Text for analysis →
Hector leaves to see if any of his family survived, but promises to come back. Reggie and Sam go shopping at a mall. After a firefight with some zombie stockboys, the girls are taken prisoner, but are saved by a government rescue team.
Reggie is taken back to their base. Audrey White (Mary Woronov), a disillusioned scientist, offers to dispose of Sam, who was diagnosed as having been exposed, and to wait for Hector. After she fakes euthanizing Sam, she kills the other remaining scientist. When Hector returns, Audrey briefs him on the situation and then gives herself a lethal injection. He and Sam set out to rescue Reggie.
The researchers had suspected and prepared for the comet's effects, but inadvertently left their ventilation system open during the comet's passage allowing the deadly dust to permeate their base. Meanwhile, Reggie has become suspicious, escapes, and discovers that the dying scientists have hunted down and rendered healthy survivors brain dead. They harvest their untainted blood to keep the disease at bay while they search desperately for a cure. Reggie saves a boy and a girl, before they are processed, then unplugs the other victims from their life support machines. Hector and Sam get the trio out of the base.
Eventually, rain washes away the red dust and the world is left in a pristine condition. With Reggie getting Hector and the other two being kids, Sam feels left out. When she ignores Reggie's warning and crosses a deserted street against the still-operating signal light, she is almost run over by a sports car driven by Danny Mason Keener, a teenager her own age. After apologizing, he invites her to go for a ride. As they drive off, the car is shown sporting the initials "DMK" on the vanity plate.

Instructions →
[1] According to the plot summary, what initials appear on the vanity plate of the sports car?
[2] Transcribe the portion of the plot summary starting at "Reggie is taken" and ending at "to rescue Reggie.".

(Referring expression grounding data)
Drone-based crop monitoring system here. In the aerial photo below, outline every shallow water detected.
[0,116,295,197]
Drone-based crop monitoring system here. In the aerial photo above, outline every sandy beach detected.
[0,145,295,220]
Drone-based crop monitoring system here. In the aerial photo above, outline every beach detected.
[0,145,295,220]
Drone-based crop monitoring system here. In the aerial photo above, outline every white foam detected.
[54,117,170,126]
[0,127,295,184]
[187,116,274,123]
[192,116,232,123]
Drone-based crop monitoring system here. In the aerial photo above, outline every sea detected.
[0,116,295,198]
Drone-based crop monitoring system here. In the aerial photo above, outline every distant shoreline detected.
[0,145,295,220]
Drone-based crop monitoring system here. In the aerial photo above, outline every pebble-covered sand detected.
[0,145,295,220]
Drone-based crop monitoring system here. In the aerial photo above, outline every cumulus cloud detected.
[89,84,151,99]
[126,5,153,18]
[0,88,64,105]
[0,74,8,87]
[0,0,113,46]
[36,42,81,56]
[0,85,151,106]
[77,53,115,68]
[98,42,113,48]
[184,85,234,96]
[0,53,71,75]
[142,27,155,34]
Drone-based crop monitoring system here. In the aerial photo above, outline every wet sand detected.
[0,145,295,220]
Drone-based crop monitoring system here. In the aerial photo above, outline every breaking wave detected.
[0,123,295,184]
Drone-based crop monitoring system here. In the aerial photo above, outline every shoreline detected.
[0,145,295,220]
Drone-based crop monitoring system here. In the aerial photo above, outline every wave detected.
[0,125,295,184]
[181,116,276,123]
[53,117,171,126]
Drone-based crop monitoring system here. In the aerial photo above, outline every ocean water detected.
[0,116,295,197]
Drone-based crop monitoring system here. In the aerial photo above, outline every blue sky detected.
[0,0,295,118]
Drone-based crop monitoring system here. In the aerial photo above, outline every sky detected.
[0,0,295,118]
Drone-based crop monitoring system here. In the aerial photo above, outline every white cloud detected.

Response list →
[1] DMK

[2]
Reggie is taken back to their base. Audrey White (Mary Woronov), a disillusioned scientist, offers to dispose of Sam, who was diagnosed as having been exposed, and to wait for Hector. After she fakes euthanizing Sam, she kills the other remaining scientist. When Hector returns, Audrey briefs him on the situation and then gives herself a lethal injection. He and Sam set out to rescue Reggie.